▶ [Tasks for this exercise]
(a) According to the Silver Linings Playbook post, what share of families deal with mental illness?
(b) Please carry the Silver Linings Playbook post forward, starting after its final line.

▶ [Passage to read]
^^^^

At the end of the movie Silver Linings Playbook, when main character Pat Peoples is about to embark on the next, happier, more stable part of his life, I think he says something to his ex-wife about doing much better because he is focused, determined, physically fit – and (shhh!)taking his meds.
I think he says this because it’s muttered almost under his breath – like it’s a big secret we don’t need the audience to know. As if he could do it all by himself without those nasty “drugs”.
Really? Most of the one-out-of-four families who deal with mental illness will say that, while all those other elements of recovery are also essential (love, purpose, helping others, exercise, structure) , they could be entirely useless without the medications that stabilize the brain. Albeit not perfectly.
Does Pat Peoples Take Meds in Silver Linings Playbook ?

^^^^

(Records taken from a dataset)
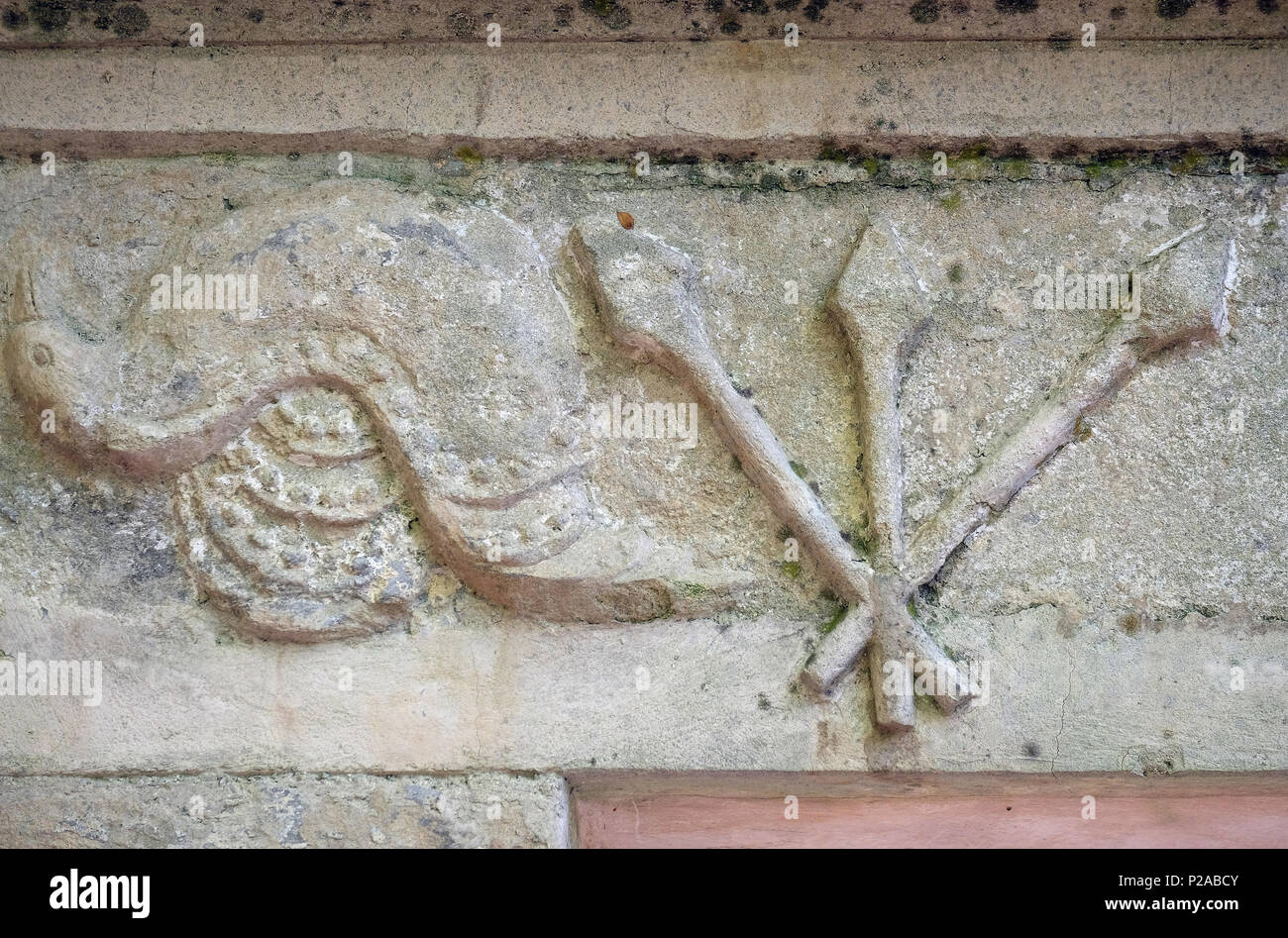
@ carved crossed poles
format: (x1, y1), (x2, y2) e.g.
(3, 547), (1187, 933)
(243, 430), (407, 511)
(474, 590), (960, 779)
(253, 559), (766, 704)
(571, 220), (1236, 731)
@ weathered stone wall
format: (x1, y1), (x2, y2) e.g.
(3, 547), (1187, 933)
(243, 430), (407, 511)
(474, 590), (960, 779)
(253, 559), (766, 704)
(0, 4), (1288, 847)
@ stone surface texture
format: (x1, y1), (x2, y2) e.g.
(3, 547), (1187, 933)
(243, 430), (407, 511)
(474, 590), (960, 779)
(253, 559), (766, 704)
(0, 156), (1288, 793)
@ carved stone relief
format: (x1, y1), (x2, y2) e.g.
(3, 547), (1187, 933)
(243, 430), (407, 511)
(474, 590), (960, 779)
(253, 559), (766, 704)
(5, 173), (1237, 731)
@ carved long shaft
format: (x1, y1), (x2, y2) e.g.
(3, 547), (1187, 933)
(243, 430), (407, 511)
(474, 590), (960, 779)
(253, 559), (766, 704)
(675, 350), (872, 604)
(570, 223), (872, 604)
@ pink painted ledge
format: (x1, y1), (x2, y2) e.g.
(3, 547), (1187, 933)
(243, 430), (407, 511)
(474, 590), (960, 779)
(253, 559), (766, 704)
(572, 772), (1288, 848)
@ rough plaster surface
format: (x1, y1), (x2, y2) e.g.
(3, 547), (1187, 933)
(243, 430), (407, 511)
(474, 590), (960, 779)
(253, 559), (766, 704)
(0, 40), (1288, 157)
(0, 157), (1288, 773)
(0, 773), (568, 849)
(0, 0), (1288, 48)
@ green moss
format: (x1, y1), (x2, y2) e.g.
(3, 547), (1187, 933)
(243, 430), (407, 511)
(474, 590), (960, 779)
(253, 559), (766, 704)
(818, 603), (850, 635)
(818, 138), (850, 162)
(27, 0), (72, 33)
(581, 0), (631, 30)
(999, 158), (1031, 179)
(112, 4), (150, 39)
(909, 0), (939, 26)
(452, 143), (483, 166)
(1168, 150), (1203, 175)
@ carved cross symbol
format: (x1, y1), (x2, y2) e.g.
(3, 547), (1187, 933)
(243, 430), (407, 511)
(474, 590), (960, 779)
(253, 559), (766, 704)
(571, 220), (1237, 731)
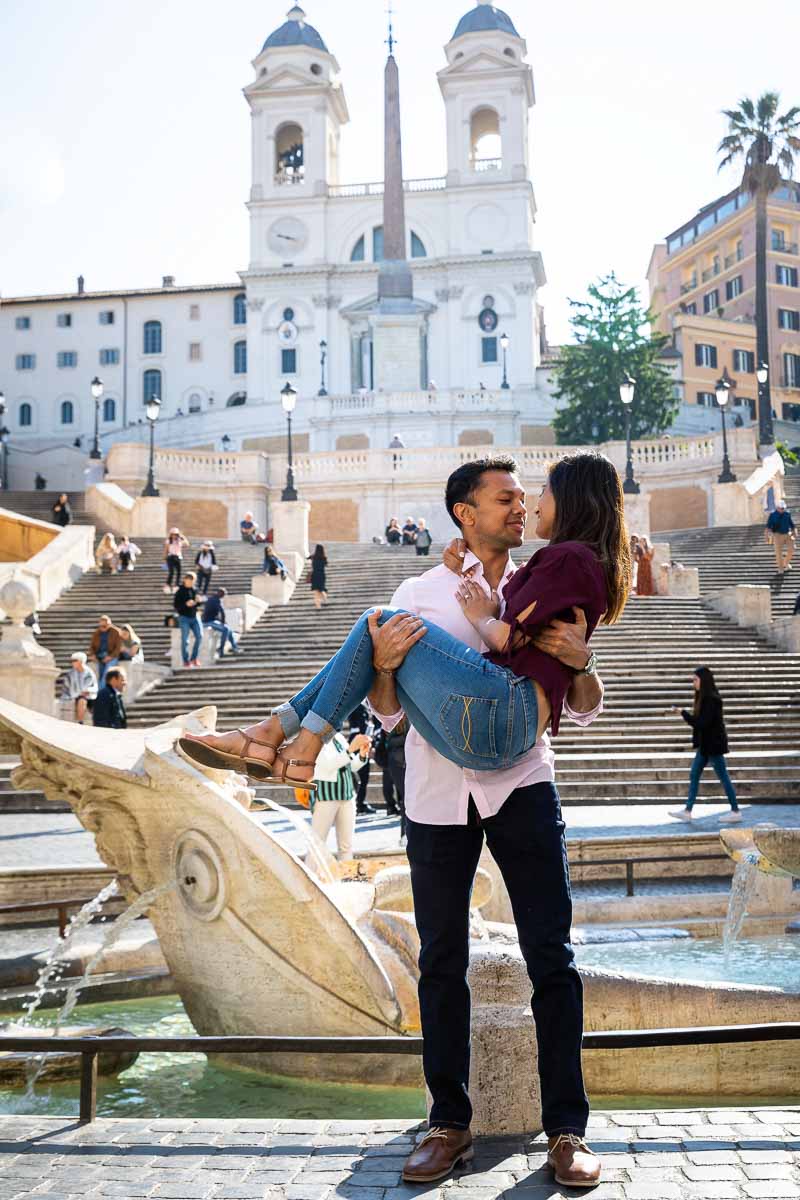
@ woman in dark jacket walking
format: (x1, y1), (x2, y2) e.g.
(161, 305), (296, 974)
(669, 667), (741, 823)
(311, 542), (327, 608)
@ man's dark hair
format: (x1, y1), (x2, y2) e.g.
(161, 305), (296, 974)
(445, 455), (518, 529)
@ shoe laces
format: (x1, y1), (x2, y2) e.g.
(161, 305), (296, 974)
(549, 1133), (591, 1154)
(420, 1126), (450, 1146)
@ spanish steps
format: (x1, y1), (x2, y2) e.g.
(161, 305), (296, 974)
(1, 493), (800, 804)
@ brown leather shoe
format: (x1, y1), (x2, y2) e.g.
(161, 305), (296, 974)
(403, 1126), (475, 1183)
(547, 1133), (601, 1188)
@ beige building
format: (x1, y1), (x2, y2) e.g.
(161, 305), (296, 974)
(648, 177), (800, 421)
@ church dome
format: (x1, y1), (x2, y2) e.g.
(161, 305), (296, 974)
(261, 4), (327, 54)
(452, 0), (519, 41)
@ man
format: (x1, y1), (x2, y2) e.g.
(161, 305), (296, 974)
(61, 650), (97, 725)
(369, 458), (602, 1187)
(765, 500), (796, 575)
(173, 571), (203, 667)
(203, 588), (245, 658)
(89, 613), (122, 688)
(91, 667), (128, 730)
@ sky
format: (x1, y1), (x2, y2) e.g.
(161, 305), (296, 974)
(0, 0), (800, 343)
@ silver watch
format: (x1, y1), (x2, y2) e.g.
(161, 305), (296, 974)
(576, 650), (597, 674)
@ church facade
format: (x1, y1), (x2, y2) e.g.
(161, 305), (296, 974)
(0, 2), (553, 463)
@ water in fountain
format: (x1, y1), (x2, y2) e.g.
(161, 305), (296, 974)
(264, 797), (338, 883)
(25, 880), (178, 1100)
(722, 851), (759, 955)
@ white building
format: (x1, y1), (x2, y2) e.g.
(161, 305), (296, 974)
(0, 2), (553, 482)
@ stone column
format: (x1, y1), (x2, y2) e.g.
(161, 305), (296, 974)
(0, 580), (59, 716)
(271, 500), (311, 562)
(468, 943), (542, 1135)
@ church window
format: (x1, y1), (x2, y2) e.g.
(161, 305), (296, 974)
(411, 229), (428, 258)
(144, 320), (162, 354)
(469, 108), (503, 170)
(275, 124), (306, 184)
(481, 337), (498, 362)
(142, 371), (161, 404)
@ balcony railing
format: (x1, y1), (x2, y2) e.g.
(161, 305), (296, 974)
(327, 175), (447, 199)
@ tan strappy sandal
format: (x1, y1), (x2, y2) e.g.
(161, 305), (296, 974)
(178, 730), (278, 782)
(270, 751), (317, 792)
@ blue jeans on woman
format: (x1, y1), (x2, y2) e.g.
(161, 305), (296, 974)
(276, 608), (539, 770)
(178, 617), (203, 667)
(686, 750), (739, 812)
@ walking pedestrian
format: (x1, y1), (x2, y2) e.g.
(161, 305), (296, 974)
(636, 536), (656, 596)
(91, 667), (128, 730)
(765, 500), (798, 575)
(311, 733), (369, 863)
(414, 517), (433, 558)
(311, 542), (327, 608)
(669, 667), (741, 824)
(194, 541), (217, 596)
(203, 588), (245, 658)
(53, 492), (72, 529)
(164, 526), (188, 595)
(173, 571), (203, 667)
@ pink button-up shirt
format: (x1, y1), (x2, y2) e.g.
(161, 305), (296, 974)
(377, 551), (602, 824)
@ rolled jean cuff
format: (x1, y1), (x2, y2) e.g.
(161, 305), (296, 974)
(272, 704), (300, 738)
(299, 713), (336, 743)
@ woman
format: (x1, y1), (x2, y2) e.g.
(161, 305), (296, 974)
(180, 454), (631, 785)
(95, 533), (118, 575)
(194, 541), (217, 596)
(386, 517), (403, 546)
(636, 538), (656, 596)
(53, 492), (72, 529)
(311, 542), (328, 614)
(118, 625), (144, 662)
(164, 528), (188, 595)
(669, 667), (741, 824)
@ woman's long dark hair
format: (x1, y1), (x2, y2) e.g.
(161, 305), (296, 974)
(549, 454), (633, 625)
(694, 667), (722, 716)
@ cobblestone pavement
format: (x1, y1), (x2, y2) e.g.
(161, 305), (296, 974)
(0, 1108), (800, 1200)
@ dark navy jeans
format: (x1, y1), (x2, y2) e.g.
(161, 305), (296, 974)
(407, 784), (589, 1135)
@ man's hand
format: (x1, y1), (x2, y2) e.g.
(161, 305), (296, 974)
(367, 608), (427, 671)
(534, 608), (591, 671)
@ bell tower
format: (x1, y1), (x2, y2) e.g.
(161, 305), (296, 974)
(439, 0), (535, 187)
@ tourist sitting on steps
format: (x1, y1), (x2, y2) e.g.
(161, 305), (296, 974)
(669, 667), (741, 824)
(203, 588), (243, 658)
(91, 667), (128, 730)
(60, 650), (97, 725)
(89, 613), (122, 688)
(173, 571), (203, 668)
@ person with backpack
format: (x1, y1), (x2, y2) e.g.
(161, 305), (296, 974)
(669, 667), (741, 824)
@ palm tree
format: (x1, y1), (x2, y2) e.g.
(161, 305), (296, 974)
(717, 91), (800, 448)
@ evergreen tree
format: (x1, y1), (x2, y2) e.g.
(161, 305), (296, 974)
(553, 271), (680, 445)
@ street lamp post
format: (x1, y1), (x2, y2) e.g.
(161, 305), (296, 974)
(500, 334), (509, 391)
(619, 374), (640, 496)
(89, 376), (103, 458)
(714, 367), (736, 484)
(142, 396), (161, 496)
(0, 391), (8, 492)
(281, 380), (297, 500)
(317, 338), (327, 396)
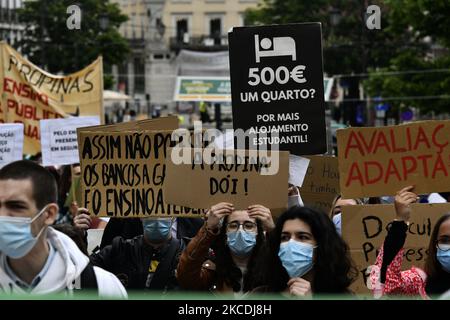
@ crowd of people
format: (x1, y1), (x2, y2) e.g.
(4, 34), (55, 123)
(0, 160), (450, 299)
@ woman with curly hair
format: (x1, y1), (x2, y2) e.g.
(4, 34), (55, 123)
(368, 186), (450, 299)
(258, 206), (357, 297)
(177, 202), (274, 297)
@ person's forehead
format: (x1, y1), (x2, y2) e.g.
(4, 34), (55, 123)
(282, 219), (311, 233)
(228, 210), (256, 222)
(438, 219), (450, 237)
(0, 179), (33, 202)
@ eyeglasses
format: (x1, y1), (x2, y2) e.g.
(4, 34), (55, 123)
(227, 221), (257, 232)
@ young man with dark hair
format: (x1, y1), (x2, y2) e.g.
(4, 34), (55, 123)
(0, 160), (127, 298)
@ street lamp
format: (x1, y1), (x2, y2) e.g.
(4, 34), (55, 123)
(328, 8), (341, 27)
(98, 13), (109, 31)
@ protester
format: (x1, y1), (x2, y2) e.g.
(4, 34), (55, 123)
(331, 195), (363, 236)
(99, 216), (204, 249)
(177, 202), (274, 297)
(368, 186), (450, 298)
(258, 207), (357, 297)
(0, 160), (127, 298)
(91, 218), (185, 292)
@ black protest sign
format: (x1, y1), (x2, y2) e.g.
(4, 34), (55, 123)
(78, 130), (205, 218)
(228, 23), (327, 155)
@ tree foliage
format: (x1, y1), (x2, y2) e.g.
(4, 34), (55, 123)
(19, 0), (129, 87)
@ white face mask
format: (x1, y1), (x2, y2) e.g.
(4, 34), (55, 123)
(0, 206), (47, 259)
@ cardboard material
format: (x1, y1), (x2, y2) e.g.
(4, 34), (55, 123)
(40, 117), (100, 166)
(79, 130), (204, 218)
(77, 117), (205, 218)
(228, 23), (327, 155)
(342, 203), (450, 293)
(0, 123), (23, 168)
(0, 43), (104, 154)
(337, 120), (450, 198)
(300, 156), (339, 214)
(164, 149), (289, 209)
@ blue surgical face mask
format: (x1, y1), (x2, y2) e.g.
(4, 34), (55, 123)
(142, 218), (172, 242)
(227, 229), (256, 257)
(0, 206), (47, 259)
(436, 244), (450, 273)
(278, 239), (316, 278)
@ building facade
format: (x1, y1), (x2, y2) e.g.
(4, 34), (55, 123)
(112, 0), (260, 117)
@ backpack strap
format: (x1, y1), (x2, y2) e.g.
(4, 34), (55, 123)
(149, 238), (181, 290)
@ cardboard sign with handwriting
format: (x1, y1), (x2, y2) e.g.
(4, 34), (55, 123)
(342, 203), (450, 293)
(164, 149), (289, 209)
(300, 156), (339, 214)
(337, 120), (450, 198)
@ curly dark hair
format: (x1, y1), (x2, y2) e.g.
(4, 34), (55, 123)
(265, 206), (358, 294)
(211, 216), (265, 292)
(425, 212), (450, 295)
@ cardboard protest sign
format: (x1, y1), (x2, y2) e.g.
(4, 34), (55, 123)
(337, 120), (450, 198)
(0, 43), (104, 154)
(342, 203), (450, 293)
(164, 149), (289, 209)
(300, 156), (339, 213)
(78, 128), (204, 218)
(228, 23), (327, 155)
(40, 117), (100, 166)
(0, 123), (23, 168)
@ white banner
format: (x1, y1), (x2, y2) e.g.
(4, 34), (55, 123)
(40, 117), (100, 167)
(0, 123), (23, 168)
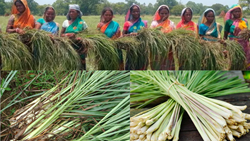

^^^^

▶ [Answers by item number]
(a) One out of four.

(b)
One quote from the book:
“…a woman who knows all my secrets, a woman who knows just how messed up my mind is, how many pills I’m on, and yet she allows me to hold her anyway”,
suggests that Pat did, after initial resistance (which we see in the film), take his medications (which we might see in the film, but it’s left unclear).
How nice it would be if people like my son Ben, diagnosed with schizophrenia, could see a movie hero who learns to accept that his meds do help, openly swallow them in the movie, and acknowledge that they have been part of his recovery.
Thank You, Pharma Companies and Reps
In the past year, I’ve had the honor several times of addressing pharmaceutical reps to tell them how much their work matters. These reps have, well, a bum rap. The face stigma of their own, portrayed as money-hungry, aggressive, pill-pushers. I speak to them in my keynote as author and Mom, tell our story, and remind them that that without new developments in medication – which it is their job to make available – my son might not be where he is in life.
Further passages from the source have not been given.